Bereitgestellter Text ::
****

Die allsonntägliche Tour beginnt im Büro der Paul-Benndorf-Gesellschaft, dem einstigen Pförtnerhäuschen am Haupteingang Prager Straße. Dort hängt der Übersichtsplan der Anlage. Wie das Blatt einer Linde, die Leipzig vor 1000 Jahren seinen Namen gab, dehnt sich das Hauptwegenetz. Mit dem Stiel nach Süden, die Blattspitze ans Völkerschlachtdenkmal gelehnt. Aber zuerst spricht Paul noch über andere Leipziger Friedhöfe. Von 1278 bis 1883 wurde auf dem Alten Johannisfriedhof begraben; ab 1846 auf den Neuen. Manch einer, der dort seinen Platz fand, kam – nach einer Umbettung – erst auf dem Südfriedhof zur letzten Ruhe. Auf der Führung über den Alten Johannisfriedhof, die immer sonnabends auf dem Kalender steht, fallen dann Namen wie der von Richard Wagners Mutter und Schwester. Auch Bach und Gellert lagen anfangs dort.

****

Abschnitt des Datensatzes ::
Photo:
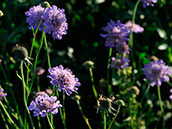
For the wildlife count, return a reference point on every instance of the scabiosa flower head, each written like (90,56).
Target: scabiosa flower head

****

Auszuführende Aufgaben ::
**1)** In welchem Zeitraum wurde laut dem Text zur Leipziger Friedhofsführung auf dem Alten Johannisfriedhof begraben?
**2)** Setze den Text zur Leipziger Friedhofsführung im Anschluss an seinen letzten Satz fort.

Die Antworten ::
**1)** Von 1278 bis 1883.

**2)**
82 Hektar vielfältige Natur
Ein neuer Friedhof musste her, weil Leipzig im 19. Jahrhundert zur Industriemetropole gewachsen war. Die Einwohnerzahl explodierte. Der Rat kaufte reichlich Land, ließ planen und bauen. Inspiration gab der weltgrößte Parkfriedhof in Hamburg-Ohlsdorf. 1886 wurde der neue Leipziger Gottesacker geweiht. Weit vor den Toren der Stadt und mit einer eher bescheidenen Aussegnungshalle fand er beim Geldadel der Messestadt kaum Anklang. Die Eliten bevorzugten weiterhin den Johannisfriedhof. Die einfachen Leute brachten ihre Toten auf den preiswerteren Südfriedhof. Es war denn auch der gewöhnliche Markthelfer August Schmidt, der am 2. Juni 1886 als erster Toter hier beigesetzt wurde und die heute berühmte Anlage sozusagen einweihte.
Doch als dann die Straßenbahn hinausführte und 1910 der opulente Feierhallenkomplex fertiggestellt wurde, richteten sich auch die wohlhabenden Leipziger mit ihrem neuen Friedhof ein. Mehr noch: Spätestens als das Völkerschlachtdenkmal 1913 in unmittelbarer Nachbarschaft wuchs, waren die besten Plätze, also die zu Füßen des mächtigen Denkmals, nur noch vom Geldadel zu bezahlen. Der Friedhof wurde erweitert und gedieh zu einem der größten Hain- und Parkfriedhöfe Deutschlands. 82 Hektar vielfältige Natur: Wiesen, Alleen, Waldstücke, Rabatten, Teiche; kaum die Hälfte dieser Fläche ist mit Gräbern bedeckt.
Die großzügige Anlage bot vor allem denen ungeahnte Möglichkeiten, die gerade erst zu Reichtum gekommen waren. Wer schon keinen uralten Adelssitz nebst Begräbnis-Kapelle ererbt hatte, brauchte zumindest ein unübersehbares Grabmal.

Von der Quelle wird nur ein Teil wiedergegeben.